Segment Start: DATA TO EXAMINE
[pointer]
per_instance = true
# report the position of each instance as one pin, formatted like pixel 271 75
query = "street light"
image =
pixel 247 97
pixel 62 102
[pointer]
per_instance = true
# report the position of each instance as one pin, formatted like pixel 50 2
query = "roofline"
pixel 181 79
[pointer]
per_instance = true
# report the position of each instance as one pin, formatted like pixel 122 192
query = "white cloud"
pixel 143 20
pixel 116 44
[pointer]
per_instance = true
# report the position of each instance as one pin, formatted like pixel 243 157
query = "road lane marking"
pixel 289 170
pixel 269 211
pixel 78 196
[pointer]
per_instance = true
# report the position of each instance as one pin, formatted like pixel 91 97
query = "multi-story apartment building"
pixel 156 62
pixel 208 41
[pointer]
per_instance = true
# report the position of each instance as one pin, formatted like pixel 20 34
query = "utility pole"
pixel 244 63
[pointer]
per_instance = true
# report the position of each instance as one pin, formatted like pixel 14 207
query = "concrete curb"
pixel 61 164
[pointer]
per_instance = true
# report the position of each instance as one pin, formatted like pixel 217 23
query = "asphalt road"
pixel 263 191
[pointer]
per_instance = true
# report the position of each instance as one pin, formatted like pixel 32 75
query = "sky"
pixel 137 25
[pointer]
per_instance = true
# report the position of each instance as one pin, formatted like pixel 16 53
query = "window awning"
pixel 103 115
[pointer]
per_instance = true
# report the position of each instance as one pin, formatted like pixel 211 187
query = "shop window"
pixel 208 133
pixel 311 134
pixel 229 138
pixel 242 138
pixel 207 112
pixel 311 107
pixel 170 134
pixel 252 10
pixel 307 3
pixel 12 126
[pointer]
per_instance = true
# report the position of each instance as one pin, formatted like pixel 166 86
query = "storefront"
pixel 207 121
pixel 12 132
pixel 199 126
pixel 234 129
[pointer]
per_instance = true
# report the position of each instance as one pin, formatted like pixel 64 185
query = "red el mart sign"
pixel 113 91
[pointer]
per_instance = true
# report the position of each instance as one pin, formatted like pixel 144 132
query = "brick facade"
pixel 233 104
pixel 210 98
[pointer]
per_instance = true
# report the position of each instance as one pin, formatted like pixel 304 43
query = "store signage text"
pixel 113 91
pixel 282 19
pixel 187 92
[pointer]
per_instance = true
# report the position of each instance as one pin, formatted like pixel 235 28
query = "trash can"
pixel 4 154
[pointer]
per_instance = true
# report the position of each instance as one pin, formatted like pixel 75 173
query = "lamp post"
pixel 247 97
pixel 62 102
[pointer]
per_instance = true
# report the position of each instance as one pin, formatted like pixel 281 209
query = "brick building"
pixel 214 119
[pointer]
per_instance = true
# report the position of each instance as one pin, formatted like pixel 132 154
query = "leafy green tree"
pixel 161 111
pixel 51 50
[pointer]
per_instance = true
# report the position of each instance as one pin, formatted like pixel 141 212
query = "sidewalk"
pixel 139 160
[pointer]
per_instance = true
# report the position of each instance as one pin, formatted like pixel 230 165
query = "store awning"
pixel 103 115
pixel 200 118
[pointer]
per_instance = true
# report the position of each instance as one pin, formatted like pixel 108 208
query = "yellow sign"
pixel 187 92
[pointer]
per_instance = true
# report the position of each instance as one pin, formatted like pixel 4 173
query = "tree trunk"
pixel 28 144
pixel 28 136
Segment End: DATA TO EXAMINE
WHAT NEEDS TO BE DONE: When you answer, repeat every record exactly, omitting nothing.

TASK SOLUTION:
[pointer]
per_instance = true
# report the position of each instance as one pin, formatted like pixel 271 75
query = "street light"
image =
pixel 247 97
pixel 62 102
[pointer]
per_instance = true
# report the position of each instance as one pin, formatted like pixel 50 2
query = "roofline"
pixel 181 79
[pointer]
per_instance = true
# report the position of each instance as one pin, formatted like pixel 122 192
query = "white cloud"
pixel 143 20
pixel 116 44
[pointer]
per_instance = true
# report the position of each instance as one pin, formatted like pixel 243 157
query = "road lane marking"
pixel 289 170
pixel 269 211
pixel 78 196
[pointer]
per_instance = true
# report the position of each instance as one pin, formatted like pixel 91 97
query = "multi-story apartment building"
pixel 156 62
pixel 208 41
[pointer]
per_instance = true
# report the position of each instance as one pin, formatted like pixel 20 34
query = "utility pole"
pixel 244 63
[pointer]
per_instance = true
# report the position of each instance as one pin, formatted like pixel 14 207
query = "concrete curb"
pixel 61 164
[pointer]
per_instance = true
# report the position of each instance as one pin, formatted like pixel 217 23
query = "asphalt road"
pixel 263 191
[pointer]
per_instance = true
# report the position of each instance as one pin, formatted like pixel 32 75
query = "sky"
pixel 137 25
[pointer]
per_instance = true
# report the position of each instance as one pin, formatted like pixel 16 53
query = "window awning"
pixel 103 115
[pointer]
per_instance = true
# report the position of each instance as one pin, formatted like pixel 211 187
query = "shop window"
pixel 208 133
pixel 311 134
pixel 229 138
pixel 242 138
pixel 207 112
pixel 311 107
pixel 170 134
pixel 252 10
pixel 307 3
pixel 12 126
[pointer]
per_instance = true
# report the position of each instance as one pin, formatted like pixel 166 86
query = "storefront"
pixel 207 121
pixel 12 132
pixel 199 126
pixel 234 129
[pointer]
per_instance = true
# report the position of each instance as one pin, formatted like pixel 64 185
query = "red el mart sign"
pixel 113 91
[pointer]
per_instance = true
# report the position of each instance as one pin, formatted like pixel 144 132
query = "brick facade"
pixel 233 104
pixel 210 98
[pointer]
per_instance = true
# report the position of each instance as one pin, formatted like pixel 304 43
query = "store signage text"
pixel 113 91
pixel 282 19
pixel 187 92
[pointer]
per_instance = true
# report the position of each instance as one pin, formatted like pixel 235 28
query = "trash can"
pixel 4 154
[pointer]
per_instance = true
# report the position of each instance as one pin, formatted like pixel 75 173
query = "lamp post"
pixel 247 97
pixel 62 102
[pointer]
per_instance = true
# report the position of each instance as one pin, formatted like pixel 281 209
query = "brick building"
pixel 214 119
[pointer]
per_instance = true
# report the position of each instance as one pin, formatted like pixel 132 154
query = "leafy green tree"
pixel 161 111
pixel 51 50
[pointer]
per_instance = true
# report the position of each instance as one pin, formatted like pixel 141 212
query = "sidewalk"
pixel 139 160
[pointer]
per_instance = true
# report the position of each instance as one pin, formatted like pixel 230 165
query = "store awning"
pixel 103 115
pixel 200 118
[pointer]
per_instance = true
# report the position of each instance as one pin, formatted like pixel 108 208
query = "yellow sign"
pixel 187 92
[pointer]
per_instance = true
# report the position of each instance as one pin, formatted like pixel 4 173
query = "tree trunk"
pixel 28 144
pixel 28 136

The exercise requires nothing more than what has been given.